But persevere, because once you’ve broken through the initial withdrawal symptoms you’ll find your food tasting so completely different it’s almost unbelievable.
Suddenly your food will taste more delicious than it ever has before.
Try Different Cooking Methods
Apart from all the points above, we come down to the brass tacks. How to cook the vegetables which you don’t like in the beginning?
Firstly, make sure you experiment with different cooking methods. So many people say ‘I hate cabbage’ when they’ve only ever tried it boiled to death. Changing the cooking method changes the flavour.
It can be that roasted veggies taste great to you.
Or maybe by cooking them in the air fryer. Or a stir-fry mixed with rice, where lots of veggies get mixed together with some garlic and chilli or other flavourings of choice.
All these ways of eating vegetables are so different that until you’ve tried them, you can’t really say if you like them or not. I mean boiled carrots have nothing to do with roasted carrots or sweet potato and carrot soup.

*What to produce*: Transcribe part of the passage on cooking vegetables, beginning at the words "All these ways" and stopping after "and carrot soup.". The listing that comes next is separate material with no connection to the passage on cooking vegetables.

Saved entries
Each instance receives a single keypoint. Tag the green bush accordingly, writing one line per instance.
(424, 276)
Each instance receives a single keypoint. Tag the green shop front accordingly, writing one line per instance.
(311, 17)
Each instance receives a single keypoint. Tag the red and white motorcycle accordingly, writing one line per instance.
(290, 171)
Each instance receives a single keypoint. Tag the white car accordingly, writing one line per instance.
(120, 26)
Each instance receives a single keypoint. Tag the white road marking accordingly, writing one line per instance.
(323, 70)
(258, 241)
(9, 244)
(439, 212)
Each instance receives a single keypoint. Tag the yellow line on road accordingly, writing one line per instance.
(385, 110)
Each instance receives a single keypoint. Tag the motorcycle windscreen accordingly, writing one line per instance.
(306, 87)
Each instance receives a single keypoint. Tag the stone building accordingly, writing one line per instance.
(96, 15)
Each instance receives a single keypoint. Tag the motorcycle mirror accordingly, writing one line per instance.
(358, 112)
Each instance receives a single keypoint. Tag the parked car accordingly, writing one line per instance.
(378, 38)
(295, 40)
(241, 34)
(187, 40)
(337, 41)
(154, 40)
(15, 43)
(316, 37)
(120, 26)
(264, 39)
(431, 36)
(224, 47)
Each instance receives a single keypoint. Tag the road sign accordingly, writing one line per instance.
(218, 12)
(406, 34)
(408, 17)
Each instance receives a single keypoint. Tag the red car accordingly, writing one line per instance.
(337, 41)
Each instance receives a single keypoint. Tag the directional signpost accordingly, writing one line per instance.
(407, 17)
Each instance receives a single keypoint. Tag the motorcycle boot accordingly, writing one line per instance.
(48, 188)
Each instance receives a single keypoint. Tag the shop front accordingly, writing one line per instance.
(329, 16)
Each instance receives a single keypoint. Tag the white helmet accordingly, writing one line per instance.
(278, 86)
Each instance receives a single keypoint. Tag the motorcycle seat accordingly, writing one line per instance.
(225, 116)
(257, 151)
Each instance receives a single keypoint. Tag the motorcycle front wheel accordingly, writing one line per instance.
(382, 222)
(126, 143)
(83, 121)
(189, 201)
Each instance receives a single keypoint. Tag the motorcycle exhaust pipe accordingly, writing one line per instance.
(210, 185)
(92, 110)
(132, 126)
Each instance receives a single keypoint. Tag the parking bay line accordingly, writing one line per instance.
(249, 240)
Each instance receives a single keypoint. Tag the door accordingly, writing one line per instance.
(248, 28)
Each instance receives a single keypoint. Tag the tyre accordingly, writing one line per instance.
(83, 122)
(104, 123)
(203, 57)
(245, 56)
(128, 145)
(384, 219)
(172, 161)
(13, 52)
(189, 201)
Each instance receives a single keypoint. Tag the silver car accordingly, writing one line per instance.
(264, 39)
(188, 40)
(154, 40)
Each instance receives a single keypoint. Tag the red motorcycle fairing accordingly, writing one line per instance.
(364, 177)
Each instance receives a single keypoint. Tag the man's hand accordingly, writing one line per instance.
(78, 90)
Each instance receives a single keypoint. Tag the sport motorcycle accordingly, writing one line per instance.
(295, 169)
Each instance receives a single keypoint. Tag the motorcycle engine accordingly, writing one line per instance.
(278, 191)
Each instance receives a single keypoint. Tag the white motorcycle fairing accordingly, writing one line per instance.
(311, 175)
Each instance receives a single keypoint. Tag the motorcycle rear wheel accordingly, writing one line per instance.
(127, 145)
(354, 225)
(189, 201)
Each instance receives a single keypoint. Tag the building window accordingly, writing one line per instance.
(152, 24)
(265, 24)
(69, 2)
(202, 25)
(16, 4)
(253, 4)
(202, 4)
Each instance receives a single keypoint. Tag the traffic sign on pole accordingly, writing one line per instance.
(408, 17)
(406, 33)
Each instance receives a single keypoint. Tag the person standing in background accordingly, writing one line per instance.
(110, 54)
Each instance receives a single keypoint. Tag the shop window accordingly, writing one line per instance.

*Result of this exercise*:
All these ways of eating vegetables are so different that until you’ve tried them, you can’t really say if you like them or not. I mean boiled carrots have nothing to do with roasted carrots or sweet potato and carrot soup.